▶ [What you will do]: The records that follow are to be given again exactly, with their pictures omitted.

▶ [Data for processing]:
══════

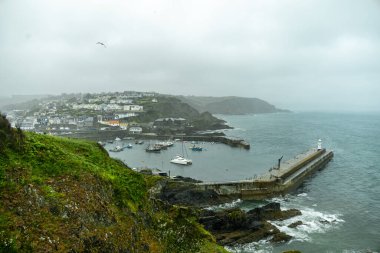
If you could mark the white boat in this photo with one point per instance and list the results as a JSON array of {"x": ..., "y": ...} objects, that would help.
[
  {"x": 116, "y": 149},
  {"x": 181, "y": 160}
]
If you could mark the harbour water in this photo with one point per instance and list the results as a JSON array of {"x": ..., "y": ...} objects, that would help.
[{"x": 340, "y": 205}]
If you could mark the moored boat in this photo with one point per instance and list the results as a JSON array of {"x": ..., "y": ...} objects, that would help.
[
  {"x": 178, "y": 159},
  {"x": 153, "y": 148}
]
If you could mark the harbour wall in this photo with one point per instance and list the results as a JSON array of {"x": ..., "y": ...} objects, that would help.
[
  {"x": 275, "y": 182},
  {"x": 105, "y": 135}
]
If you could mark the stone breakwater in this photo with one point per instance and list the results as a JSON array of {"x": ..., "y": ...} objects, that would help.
[
  {"x": 278, "y": 181},
  {"x": 112, "y": 134}
]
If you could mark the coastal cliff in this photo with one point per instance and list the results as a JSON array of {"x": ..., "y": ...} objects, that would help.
[
  {"x": 230, "y": 105},
  {"x": 68, "y": 195}
]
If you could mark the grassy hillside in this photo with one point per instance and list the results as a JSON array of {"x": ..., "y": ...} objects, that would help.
[
  {"x": 229, "y": 105},
  {"x": 65, "y": 195}
]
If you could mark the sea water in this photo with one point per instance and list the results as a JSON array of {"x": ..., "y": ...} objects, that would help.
[{"x": 340, "y": 205}]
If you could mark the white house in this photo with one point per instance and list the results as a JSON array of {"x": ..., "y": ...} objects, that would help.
[
  {"x": 134, "y": 108},
  {"x": 135, "y": 130}
]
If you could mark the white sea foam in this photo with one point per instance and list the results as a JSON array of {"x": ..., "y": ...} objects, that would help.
[
  {"x": 225, "y": 205},
  {"x": 262, "y": 246},
  {"x": 312, "y": 222}
]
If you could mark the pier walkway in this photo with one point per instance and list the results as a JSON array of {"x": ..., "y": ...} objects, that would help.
[{"x": 277, "y": 181}]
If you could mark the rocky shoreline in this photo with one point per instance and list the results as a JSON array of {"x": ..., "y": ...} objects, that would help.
[{"x": 229, "y": 226}]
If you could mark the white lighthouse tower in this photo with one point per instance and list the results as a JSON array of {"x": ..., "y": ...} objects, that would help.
[{"x": 319, "y": 144}]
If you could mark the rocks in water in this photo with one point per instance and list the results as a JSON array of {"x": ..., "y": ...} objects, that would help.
[
  {"x": 235, "y": 226},
  {"x": 295, "y": 224},
  {"x": 230, "y": 226},
  {"x": 179, "y": 192}
]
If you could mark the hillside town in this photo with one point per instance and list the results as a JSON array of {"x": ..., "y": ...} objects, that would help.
[{"x": 67, "y": 114}]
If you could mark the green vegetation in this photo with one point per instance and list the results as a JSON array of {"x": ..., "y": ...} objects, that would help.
[{"x": 64, "y": 195}]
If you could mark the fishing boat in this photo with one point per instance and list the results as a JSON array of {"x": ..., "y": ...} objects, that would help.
[
  {"x": 153, "y": 149},
  {"x": 116, "y": 149},
  {"x": 196, "y": 148},
  {"x": 178, "y": 159}
]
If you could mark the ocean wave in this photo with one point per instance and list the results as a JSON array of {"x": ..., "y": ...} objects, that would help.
[
  {"x": 313, "y": 221},
  {"x": 232, "y": 204},
  {"x": 262, "y": 246}
]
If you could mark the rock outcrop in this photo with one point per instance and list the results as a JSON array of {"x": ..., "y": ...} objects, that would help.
[{"x": 235, "y": 226}]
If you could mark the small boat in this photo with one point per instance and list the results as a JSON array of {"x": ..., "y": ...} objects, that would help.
[
  {"x": 178, "y": 159},
  {"x": 161, "y": 146},
  {"x": 116, "y": 149},
  {"x": 153, "y": 149},
  {"x": 196, "y": 148}
]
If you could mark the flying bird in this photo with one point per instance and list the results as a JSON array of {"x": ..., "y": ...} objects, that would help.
[{"x": 101, "y": 43}]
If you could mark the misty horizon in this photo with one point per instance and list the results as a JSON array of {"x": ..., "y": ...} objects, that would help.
[{"x": 314, "y": 55}]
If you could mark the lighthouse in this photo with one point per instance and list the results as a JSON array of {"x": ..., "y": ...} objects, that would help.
[{"x": 319, "y": 144}]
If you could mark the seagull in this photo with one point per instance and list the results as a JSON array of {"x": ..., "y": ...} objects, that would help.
[{"x": 100, "y": 43}]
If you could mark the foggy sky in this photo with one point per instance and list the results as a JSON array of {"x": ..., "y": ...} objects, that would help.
[{"x": 296, "y": 54}]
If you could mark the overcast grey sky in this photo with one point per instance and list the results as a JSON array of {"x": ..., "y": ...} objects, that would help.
[{"x": 296, "y": 54}]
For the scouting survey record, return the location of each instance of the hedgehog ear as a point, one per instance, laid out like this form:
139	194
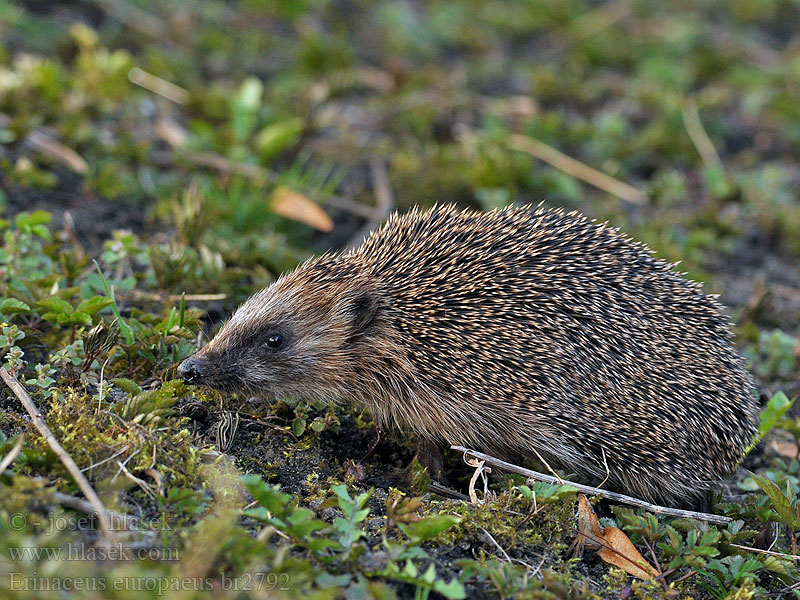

══════

▶ [Result of the task]:
If you could mark the white boat in this photo with one point per instance and list the results as a JSON array of {"x": ..., "y": ...} objects, that would help.
[
  {"x": 116, "y": 149},
  {"x": 181, "y": 160}
]
If you could mark the harbour water in this photo with one point per instance and list the results as a JSON array of {"x": ..., "y": ...} objects, that would help.
[{"x": 340, "y": 205}]
If you could mark the moored boat in this photo with one point per instance and list the results as a JSON array of {"x": ..., "y": ...} objects, that would help.
[
  {"x": 178, "y": 159},
  {"x": 153, "y": 148}
]
If you could mark the harbour wall in this photo with one point per instance and list the results as a JSON array of {"x": ..., "y": ...} objects, that would help.
[
  {"x": 275, "y": 182},
  {"x": 105, "y": 135}
]
If you could mark the stone breakwater in this photo with one point per instance and list the results as a JSON array of {"x": ..., "y": ...} objects, that would help.
[
  {"x": 278, "y": 181},
  {"x": 112, "y": 134}
]
If you could mark the coastal cliff in this photo with one point per instance and list the results as a JSON array of {"x": ..., "y": ...} objects, that would help.
[
  {"x": 230, "y": 105},
  {"x": 68, "y": 195}
]
If you could mark the grassy hillside in this photo with one point per instance and list the results as a JSON array of {"x": ..., "y": ...} objects, that would help.
[
  {"x": 229, "y": 105},
  {"x": 65, "y": 195}
]
If you could mark the sea water in this photo with one point per instance and list the results as a JSON array of {"x": ..., "y": ...} objects, that would help.
[{"x": 340, "y": 205}]
If you could mark the white house in this photo with one point per instance and list the results as a JSON array of {"x": ..., "y": ...} objects, that would help.
[
  {"x": 134, "y": 108},
  {"x": 135, "y": 130}
]
If you could mark the white sea foam in this photo with one point per instance and list the results as a JSON array of {"x": ..., "y": ...} objects, that would help.
[
  {"x": 225, "y": 205},
  {"x": 262, "y": 246},
  {"x": 312, "y": 222}
]
If you could mark the pier walkway in this photo with one point per instance and list the results as a JSON array of {"x": ..., "y": ...} objects, that would help.
[{"x": 277, "y": 181}]
If you could mark the rocky shoreline in this photo with one point per instance and list the results as a JSON array of {"x": ..., "y": ...} objects, that would help.
[{"x": 229, "y": 226}]
If you could mark the white lighthouse tower in this photo with one point per instance and list the results as a JSON array of {"x": ..., "y": ...} objects, that would help.
[{"x": 319, "y": 144}]
If you could mark the rocks in water in this photo with one point per instance and list the results as a JSON array of {"x": ..., "y": ...} objects, that would help.
[
  {"x": 235, "y": 226},
  {"x": 295, "y": 224},
  {"x": 230, "y": 226},
  {"x": 179, "y": 192}
]
If you could mark the hillside town in this photo with one point per instance and list the results as a JSON array of {"x": ..., "y": ...} objects, that would help.
[{"x": 67, "y": 114}]
If you could mark the green vegetation in this photo with one point per instance and list the results as a JSON array of {"x": ..., "y": ...} objects, that would help.
[{"x": 64, "y": 195}]
If you could mark the fishing boat in this photo with one point per instance and list the results as a JSON array of {"x": ..., "y": ...} objects, that would help.
[
  {"x": 153, "y": 149},
  {"x": 116, "y": 149},
  {"x": 196, "y": 148},
  {"x": 178, "y": 159}
]
If you could mark the ocean wave in this photo with one point per instance and list the results as a JSON array of {"x": ..., "y": ...} objects, that would help.
[
  {"x": 313, "y": 221},
  {"x": 232, "y": 204},
  {"x": 262, "y": 246}
]
If you could mark the rock outcrop in this photo with one point per instance and list the results as a JSON array of {"x": ..., "y": ...} objects, that would help.
[{"x": 235, "y": 226}]
If you could mark the small boat in this photo with one point per instance and list the results as a JSON array of {"x": ..., "y": ...} objects, that would help.
[
  {"x": 178, "y": 159},
  {"x": 161, "y": 146},
  {"x": 116, "y": 149},
  {"x": 153, "y": 149},
  {"x": 196, "y": 148}
]
If you could mark the flying bird in this photo with one point per instance and list the results as a JSON array of {"x": ..., "y": ...} objects, that would help.
[{"x": 101, "y": 43}]
If you could mark the misty horizon in this photo with one point per instance and list the results as a JSON array of {"x": ..., "y": ...} objects, that would help.
[{"x": 314, "y": 55}]
If you could mark the lighthouse in this photo with one point per instance and list the results as a JSON array of {"x": ..., "y": ...} objects, that would help.
[{"x": 319, "y": 144}]
If you could mark the seagull in this photo with one point per instance and list the results as a JSON array of {"x": ..., "y": ...} objects, that would help.
[{"x": 100, "y": 43}]
If you could mark the foggy sky in this photo with one point per instance and list the results as a JSON array of {"x": ..., "y": ...} objects, that would help.
[{"x": 296, "y": 54}]
If you could mark the overcast grey sky in this photo with one point per instance and list the results as a JSON array of {"x": ..., "y": ...} objects, that would help.
[{"x": 296, "y": 54}]
For the scouting survey record, return the location of each instance of the hedgehog ear as a point, one per instance, laid out like this form:
139	194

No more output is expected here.